• Task brief: Copy every one of the lines below verbatim, omitting the pictures.
BEGIN Stored data
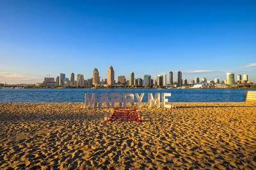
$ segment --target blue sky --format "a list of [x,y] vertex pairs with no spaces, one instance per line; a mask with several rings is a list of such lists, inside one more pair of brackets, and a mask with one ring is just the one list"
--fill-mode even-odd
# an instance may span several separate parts
[[256,82],[255,1],[0,1],[0,82],[182,72]]

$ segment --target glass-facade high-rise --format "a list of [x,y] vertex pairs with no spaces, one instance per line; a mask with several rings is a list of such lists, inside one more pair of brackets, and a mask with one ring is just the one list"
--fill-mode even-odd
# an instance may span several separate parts
[[93,85],[99,85],[99,84],[100,84],[100,77],[99,76],[99,72],[98,72],[98,69],[97,69],[96,68],[94,68],[94,70],[93,70],[93,72],[92,84]]
[[65,77],[66,75],[65,73],[60,73],[60,82],[59,86],[63,86],[65,85]]
[[130,79],[129,80],[129,86],[133,86],[134,84],[134,73],[133,72],[130,73]]
[[180,71],[178,72],[178,84],[182,84],[182,74]]
[[75,74],[74,73],[71,73],[70,81],[71,81],[71,84],[72,84],[72,86],[75,86]]
[[115,83],[115,72],[111,66],[109,66],[108,70],[108,85],[113,85]]
[[144,75],[144,86],[149,86],[151,85],[151,75]]
[[172,71],[170,72],[170,84],[172,85],[173,84],[173,75]]
[[235,75],[233,73],[227,73],[226,84],[232,85],[235,84]]

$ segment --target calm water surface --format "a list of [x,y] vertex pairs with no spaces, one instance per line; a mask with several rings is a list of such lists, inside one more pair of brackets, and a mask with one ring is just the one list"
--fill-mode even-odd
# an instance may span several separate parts
[[[255,89],[0,89],[0,102],[82,102],[84,93],[97,93],[98,102],[101,94],[107,93],[111,100],[111,93],[145,93],[143,102],[147,102],[147,93],[171,93],[167,97],[170,102],[244,102],[245,91]],[[137,102],[134,97],[135,102]]]

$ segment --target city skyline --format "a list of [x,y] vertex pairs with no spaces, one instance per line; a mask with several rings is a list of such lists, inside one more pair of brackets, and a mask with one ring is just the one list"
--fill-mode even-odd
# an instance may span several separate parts
[[95,67],[108,77],[109,65],[125,77],[172,70],[176,80],[180,70],[188,81],[224,80],[232,72],[256,82],[253,1],[0,5],[1,83],[33,84],[59,73],[88,79]]

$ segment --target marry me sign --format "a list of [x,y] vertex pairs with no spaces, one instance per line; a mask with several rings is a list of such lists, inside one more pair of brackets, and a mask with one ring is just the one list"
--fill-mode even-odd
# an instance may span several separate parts
[[[144,95],[144,93],[141,93],[139,95],[138,93],[135,93],[135,97],[137,98],[139,107],[141,107],[142,106],[141,101],[143,98]],[[170,96],[170,93],[161,93],[161,105],[163,107],[172,107],[170,104],[166,104],[168,99],[166,98],[166,97]],[[102,93],[98,104],[97,93],[93,93],[92,98],[90,97],[90,93],[85,93],[84,95],[85,108],[88,108],[90,105],[93,105],[94,108],[100,108],[103,103],[106,104],[108,108],[110,107],[109,103],[111,104],[111,107],[115,107],[115,103],[118,103],[119,107],[127,107],[126,105],[128,102],[131,103],[131,107],[132,107],[134,103],[134,95],[131,93],[124,93],[123,95],[120,93],[111,93],[111,100],[109,102],[107,93]],[[157,107],[160,107],[160,93],[156,93],[155,98],[153,97],[152,93],[148,93],[148,107],[151,107],[152,104],[156,105]]]

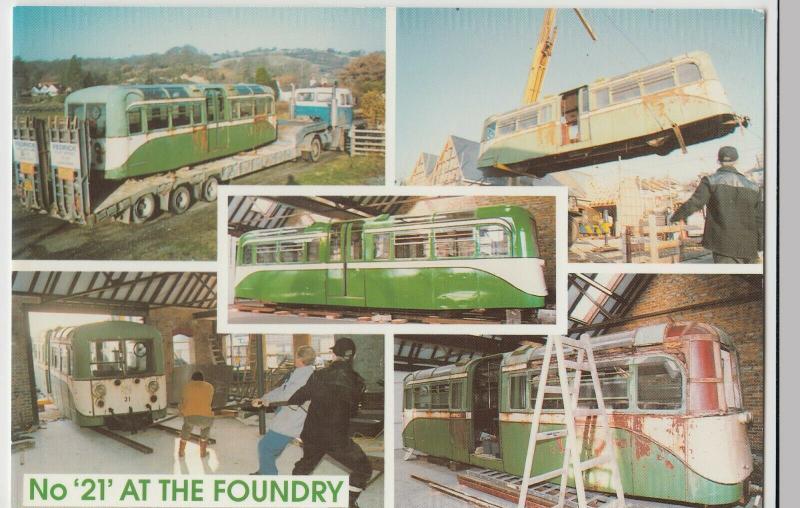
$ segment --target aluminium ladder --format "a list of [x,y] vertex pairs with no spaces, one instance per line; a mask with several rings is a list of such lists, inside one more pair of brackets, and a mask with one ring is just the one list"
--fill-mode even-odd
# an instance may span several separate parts
[[[569,348],[569,352],[565,353],[564,348]],[[552,358],[553,350],[556,353],[557,368],[559,385],[548,385],[548,373],[550,371],[550,361]],[[574,360],[568,360],[565,357],[569,355],[575,356]],[[572,388],[569,386],[569,377],[567,369],[574,372],[572,379]],[[578,396],[581,388],[581,373],[589,372],[592,377],[592,385],[594,387],[594,396],[597,402],[597,409],[584,409],[578,408]],[[564,429],[551,430],[546,432],[539,432],[539,420],[542,415],[542,404],[544,402],[544,395],[546,393],[561,394],[563,407],[564,407]],[[598,429],[604,431],[605,446],[602,452],[591,459],[581,461],[582,445],[578,444],[578,438],[575,429],[575,418],[596,416],[596,425]],[[567,446],[564,449],[564,462],[560,469],[548,471],[546,473],[531,476],[531,469],[533,467],[533,458],[536,451],[536,443],[539,441],[547,441],[566,437]],[[591,443],[590,443],[591,446]],[[525,455],[525,469],[523,471],[522,483],[520,484],[518,508],[525,508],[527,501],[528,488],[530,485],[541,483],[547,480],[561,477],[561,488],[559,490],[558,504],[556,506],[563,507],[565,496],[567,492],[567,479],[569,477],[570,469],[575,480],[575,490],[578,497],[578,506],[586,508],[586,492],[583,484],[583,473],[589,469],[606,465],[611,469],[611,483],[616,493],[616,506],[617,508],[625,507],[625,495],[622,492],[622,481],[619,474],[619,466],[617,464],[616,451],[614,447],[614,439],[612,436],[611,426],[608,423],[608,414],[606,412],[605,402],[603,400],[603,392],[600,387],[600,379],[597,375],[597,366],[594,361],[594,352],[592,351],[592,344],[588,335],[584,334],[580,340],[561,337],[559,335],[550,335],[547,337],[545,344],[544,358],[542,359],[542,368],[539,373],[539,386],[536,393],[536,405],[533,411],[533,422],[531,423],[531,433],[528,440],[528,451]]]

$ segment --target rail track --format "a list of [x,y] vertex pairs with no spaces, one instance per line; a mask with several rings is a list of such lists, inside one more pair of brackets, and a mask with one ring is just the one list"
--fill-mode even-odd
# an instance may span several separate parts
[[324,317],[326,319],[357,319],[365,323],[425,323],[425,324],[541,324],[536,311],[431,311],[387,310],[298,306],[287,304],[239,301],[231,308],[253,314],[275,316]]

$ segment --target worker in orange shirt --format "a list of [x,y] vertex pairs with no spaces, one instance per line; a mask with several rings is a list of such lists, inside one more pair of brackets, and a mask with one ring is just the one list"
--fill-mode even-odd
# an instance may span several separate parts
[[181,443],[178,456],[186,454],[186,441],[189,440],[194,427],[200,428],[200,457],[208,455],[208,435],[214,423],[214,412],[211,410],[211,400],[214,398],[214,387],[203,379],[200,371],[192,374],[192,380],[183,386],[183,399],[179,409],[183,415],[181,428]]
END Stored data
• Complete output:
$ segment --target blue sky --format "a list of [x,y] vertex pairs with no spaces, one instance per line; a mask with several rings is a list of such lists, inside one more pair of brackets, and a mask with one ring is just the one list"
--fill-mode even-odd
# an instance may span several separate parts
[[256,82],[255,1],[0,1],[0,82],[182,72]]

$ segment --target glass-facade high-rise --format "a list of [x,y] vertex pairs with no spaces, one instance per line; a mask with several rings is a list of such lists, inside one more pair of brackets, and a mask with one ring is just the one list"
--fill-mode even-odd
# an instance may span several separate parts
[[93,85],[99,85],[99,84],[100,84],[100,77],[99,76],[99,72],[98,72],[98,69],[97,69],[96,68],[94,68],[94,70],[93,70],[93,72],[92,84]]
[[65,77],[66,75],[65,73],[60,73],[60,82],[59,86],[63,86],[65,85]]
[[130,79],[129,80],[129,86],[133,86],[134,84],[134,73],[133,72],[130,73]]
[[180,71],[178,72],[178,84],[182,84],[182,74]]
[[75,74],[74,73],[71,73],[70,81],[71,81],[71,84],[72,84],[72,86],[75,86]]
[[115,83],[115,72],[111,66],[109,66],[108,70],[108,85],[113,85]]
[[144,75],[144,86],[149,86],[151,85],[151,75]]
[[172,71],[170,72],[170,84],[172,85],[173,84],[173,75]]
[[235,75],[233,73],[227,73],[226,84],[232,85],[235,84]]

$ segment --target calm water surface --format "a list of [x,y] vertex pairs with no spaces, one instance per line; a mask with several rings is a list of such lists, inside one more pair of brackets, and a mask with one ring is just the one list"
--fill-mode even-odd
# an instance may span several separate parts
[[[255,89],[0,89],[0,102],[82,102],[84,93],[97,93],[98,102],[101,94],[107,93],[111,100],[111,93],[145,93],[143,102],[147,102],[147,93],[171,93],[167,97],[170,102],[244,102],[245,91]],[[137,102],[134,97],[135,102]]]

$ segment --target city skyline --format "a list of [x,y] vertex pairs with no spaces, one instance per line; a mask with several rings is a list of such lists, inside one more pair of brackets, and a mask with one ring is just the one list"
--fill-mode even-odd
# an instance may span several separate parts
[[95,67],[108,77],[109,65],[125,77],[172,70],[176,80],[180,70],[188,81],[224,80],[232,72],[256,82],[253,1],[0,5],[1,83],[33,84],[59,73],[88,79]]

$ segment --target marry me sign --format "a list of [x,y] vertex pairs with no spaces, one instance per line; a mask with several rings is a list of such lists, inside one more pair of brackets, and a mask with one ring is just the one list"
--fill-mode even-odd
# an instance may span several separate parts
[[[144,95],[144,93],[141,93],[139,95],[138,93],[135,93],[135,97],[137,98],[139,107],[141,107],[142,106],[141,101],[143,98]],[[170,96],[170,93],[161,93],[161,105],[163,107],[172,107],[170,104],[166,104],[168,99],[166,98],[166,97]],[[102,93],[98,104],[97,93],[93,93],[92,98],[90,97],[90,93],[85,93],[84,95],[85,108],[88,108],[90,105],[93,105],[94,108],[100,108],[103,103],[106,104],[108,108],[110,107],[109,103],[111,104],[111,107],[115,107],[115,103],[118,103],[119,107],[127,107],[126,105],[128,102],[131,103],[131,107],[132,107],[134,103],[134,95],[131,93],[124,93],[123,95],[120,93],[111,93],[111,100],[109,102],[107,93]],[[157,107],[160,107],[160,93],[156,93],[155,98],[153,97],[152,93],[148,93],[148,107],[151,107],[152,104],[156,105]]]

$ segment --target aluminium ladder --format "a list of [x,y] vertex pairs with no spaces, one instance per line; a mask with several rings is a list of such lists, inside one more pair of brackets, and a mask with one ring is just the one list"
--fill-mode even-odd
# an instance may span several separate parts
[[[569,348],[569,352],[565,353],[564,348]],[[552,358],[553,350],[556,353],[557,368],[559,385],[548,385],[548,373],[550,371],[550,361]],[[574,360],[568,360],[565,357],[569,355],[575,356]],[[572,388],[569,386],[569,377],[567,369],[574,372],[572,379]],[[578,396],[581,388],[581,373],[589,372],[592,377],[592,385],[594,387],[594,396],[597,402],[597,409],[584,409],[578,408]],[[564,429],[551,430],[546,432],[539,432],[539,420],[542,415],[542,404],[544,402],[544,395],[546,393],[561,394],[563,407],[564,407]],[[598,429],[604,431],[605,446],[602,452],[591,459],[581,461],[582,445],[578,444],[578,438],[575,429],[575,418],[596,416],[596,425]],[[567,446],[564,449],[564,462],[560,469],[548,471],[546,473],[531,476],[531,469],[533,467],[533,458],[536,451],[536,443],[539,441],[547,441],[566,437]],[[591,443],[590,443],[591,446]],[[525,455],[525,469],[523,471],[522,483],[520,484],[518,508],[525,508],[527,501],[528,488],[530,485],[541,483],[547,480],[561,477],[561,488],[559,490],[558,504],[556,506],[563,507],[565,496],[567,492],[567,479],[569,477],[570,469],[575,480],[575,490],[578,497],[578,506],[586,508],[586,492],[583,484],[583,473],[589,469],[606,465],[611,469],[611,483],[616,493],[616,506],[617,508],[625,507],[625,495],[622,492],[622,481],[619,474],[619,466],[617,464],[616,451],[614,447],[614,439],[612,436],[611,426],[608,423],[608,414],[606,412],[605,402],[603,400],[603,392],[600,387],[600,379],[597,375],[597,366],[594,361],[594,352],[592,351],[592,344],[588,335],[584,334],[580,340],[561,337],[559,335],[550,335],[547,337],[545,344],[544,358],[542,359],[542,368],[539,373],[539,386],[536,393],[536,405],[533,411],[533,422],[531,423],[531,433],[528,440],[528,451]]]

$ segment --target rail track --format "a list of [x,y] vertex pairs with no spaces, one instance per line; a mask with several rings is a list of such lists, inside one more pair of brackets, and a mask with one ring is just the one list"
--fill-mode even-odd
# an instance may span several separate parts
[[324,317],[326,319],[357,319],[365,323],[425,323],[425,324],[541,324],[536,311],[431,311],[387,310],[298,306],[287,304],[239,301],[231,308],[253,314],[275,316]]

$ segment --target worker in orange shirt --format "a list of [x,y] vertex pairs with no spaces, one instance per line; a mask with several rings is a list of such lists, inside one more pair of brackets, and a mask with one ring is just the one list"
--fill-mode even-odd
# an instance may span several separate parts
[[181,443],[178,456],[186,454],[186,441],[189,440],[194,427],[200,428],[200,457],[208,455],[208,435],[214,423],[214,412],[211,410],[211,400],[214,398],[214,387],[203,379],[200,371],[192,374],[192,380],[183,386],[183,399],[179,409],[183,415],[181,428]]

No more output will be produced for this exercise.